§ What the task asks
Show each line in the records below that contains the word "railing".
=== Record set ===
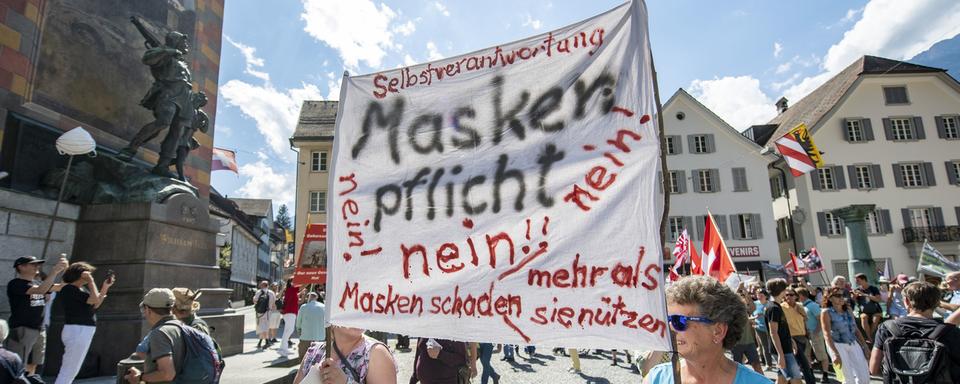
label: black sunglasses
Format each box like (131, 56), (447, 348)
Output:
(667, 315), (713, 332)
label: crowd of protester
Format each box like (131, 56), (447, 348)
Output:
(7, 252), (960, 384)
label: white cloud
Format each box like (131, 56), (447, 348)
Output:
(223, 35), (270, 81)
(433, 1), (450, 17)
(427, 41), (444, 61)
(403, 53), (417, 67)
(522, 13), (543, 30)
(776, 61), (793, 75)
(393, 20), (417, 36)
(823, 0), (960, 73)
(689, 76), (777, 131)
(785, 0), (960, 100)
(300, 0), (402, 69)
(236, 159), (297, 212)
(220, 79), (323, 159)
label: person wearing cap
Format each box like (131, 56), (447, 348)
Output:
(56, 261), (115, 384)
(269, 281), (283, 344)
(4, 256), (69, 375)
(940, 272), (960, 317)
(253, 280), (277, 349)
(277, 278), (300, 356)
(887, 273), (909, 319)
(124, 288), (186, 384)
(173, 288), (210, 336)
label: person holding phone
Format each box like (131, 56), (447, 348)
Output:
(56, 262), (116, 384)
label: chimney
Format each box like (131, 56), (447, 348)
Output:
(775, 97), (788, 114)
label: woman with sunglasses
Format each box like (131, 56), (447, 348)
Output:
(820, 287), (870, 384)
(644, 276), (770, 384)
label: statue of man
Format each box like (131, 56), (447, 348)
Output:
(174, 92), (210, 181)
(120, 32), (196, 177)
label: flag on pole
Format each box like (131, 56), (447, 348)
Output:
(800, 247), (823, 273)
(210, 147), (240, 175)
(917, 241), (960, 278)
(670, 229), (690, 281)
(773, 124), (823, 177)
(702, 211), (737, 282)
(877, 259), (893, 281)
(688, 241), (703, 275)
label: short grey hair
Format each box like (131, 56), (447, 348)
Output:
(830, 275), (847, 286)
(667, 276), (747, 349)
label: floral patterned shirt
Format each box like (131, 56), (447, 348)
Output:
(300, 335), (396, 384)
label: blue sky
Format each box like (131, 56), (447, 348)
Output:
(212, 0), (960, 213)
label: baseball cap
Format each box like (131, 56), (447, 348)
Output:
(140, 288), (177, 308)
(13, 256), (47, 268)
(173, 288), (203, 311)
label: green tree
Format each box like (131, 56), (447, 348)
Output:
(274, 204), (293, 230)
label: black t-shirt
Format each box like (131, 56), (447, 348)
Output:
(873, 316), (960, 383)
(856, 285), (882, 314)
(763, 300), (794, 353)
(7, 278), (46, 329)
(57, 284), (97, 326)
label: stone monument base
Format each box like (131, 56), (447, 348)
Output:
(45, 193), (243, 377)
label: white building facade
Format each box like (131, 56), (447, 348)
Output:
(663, 89), (780, 275)
(769, 56), (960, 281)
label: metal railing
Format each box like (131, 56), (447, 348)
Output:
(903, 225), (960, 244)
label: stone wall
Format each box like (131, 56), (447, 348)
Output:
(0, 188), (80, 319)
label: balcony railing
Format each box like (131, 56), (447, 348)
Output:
(903, 225), (960, 244)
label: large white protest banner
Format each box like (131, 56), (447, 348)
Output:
(327, 1), (669, 350)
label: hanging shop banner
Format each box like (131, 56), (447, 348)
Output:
(293, 224), (327, 284)
(327, 1), (669, 350)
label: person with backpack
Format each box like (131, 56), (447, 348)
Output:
(253, 280), (277, 350)
(123, 288), (223, 384)
(870, 281), (960, 384)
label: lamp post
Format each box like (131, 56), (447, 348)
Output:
(40, 127), (97, 258)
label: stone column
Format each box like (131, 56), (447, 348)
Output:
(833, 204), (877, 284)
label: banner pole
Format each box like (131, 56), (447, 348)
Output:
(648, 36), (681, 383)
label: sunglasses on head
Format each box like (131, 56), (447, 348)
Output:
(667, 315), (713, 332)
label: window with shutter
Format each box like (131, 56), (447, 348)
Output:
(845, 120), (865, 143)
(690, 135), (710, 153)
(310, 191), (327, 213)
(937, 116), (960, 140)
(883, 86), (910, 105)
(946, 160), (960, 185)
(733, 168), (748, 192)
(890, 118), (917, 141)
(896, 163), (926, 188)
(817, 167), (837, 191)
(852, 165), (874, 189)
(697, 169), (714, 192)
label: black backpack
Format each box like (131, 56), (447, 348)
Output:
(254, 290), (270, 313)
(883, 321), (960, 384)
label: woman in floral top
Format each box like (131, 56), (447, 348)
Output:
(293, 326), (398, 384)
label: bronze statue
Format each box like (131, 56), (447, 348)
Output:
(174, 92), (210, 181)
(120, 17), (196, 178)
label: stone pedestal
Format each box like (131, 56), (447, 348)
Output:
(45, 193), (243, 377)
(833, 204), (877, 284)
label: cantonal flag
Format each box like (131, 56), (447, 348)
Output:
(210, 147), (239, 175)
(701, 212), (737, 282)
(773, 124), (823, 177)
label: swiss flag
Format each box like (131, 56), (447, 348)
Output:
(702, 212), (737, 282)
(210, 147), (239, 174)
(690, 241), (703, 275)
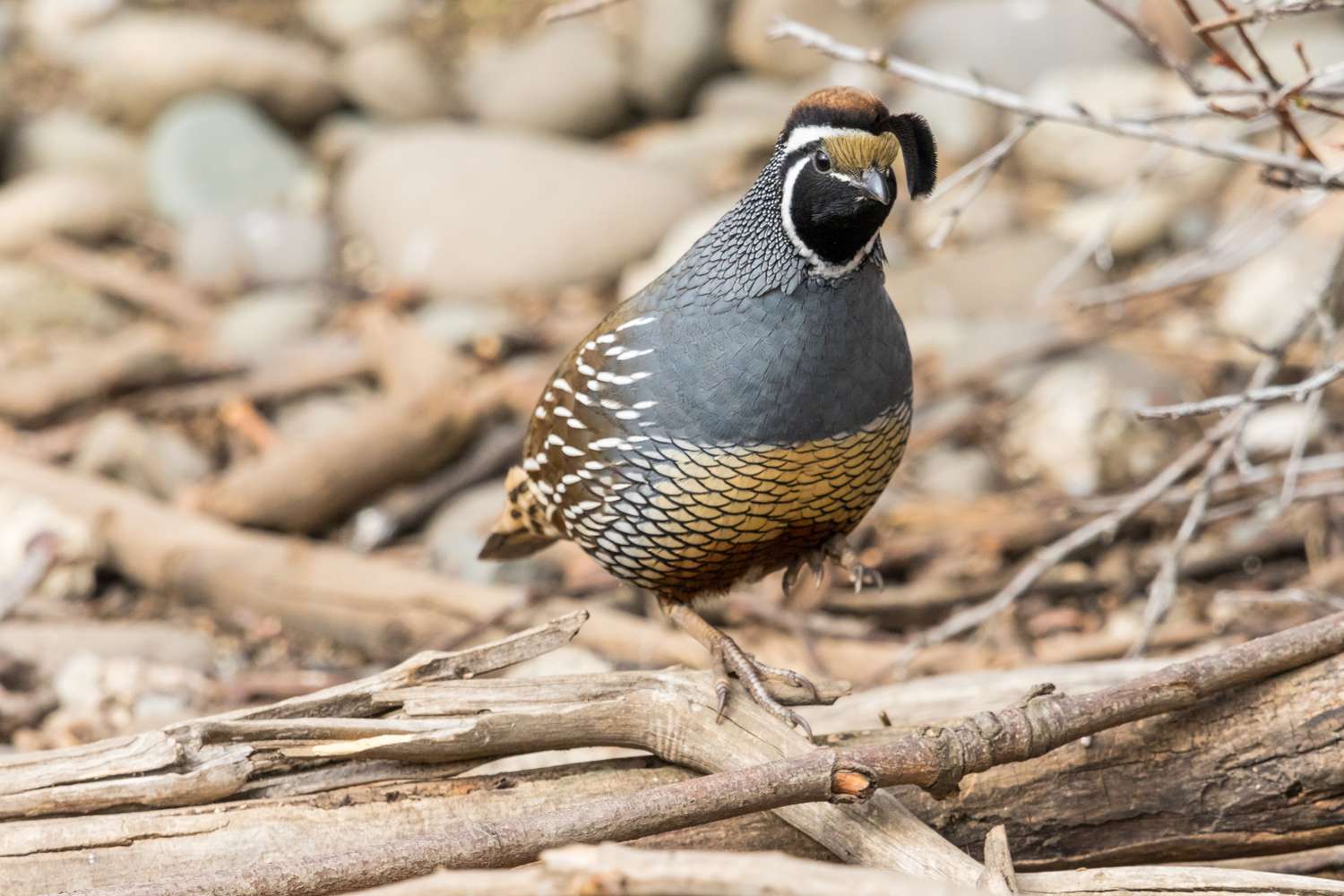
===
§ Solution for this problem
label: metal railing
label: balcony railing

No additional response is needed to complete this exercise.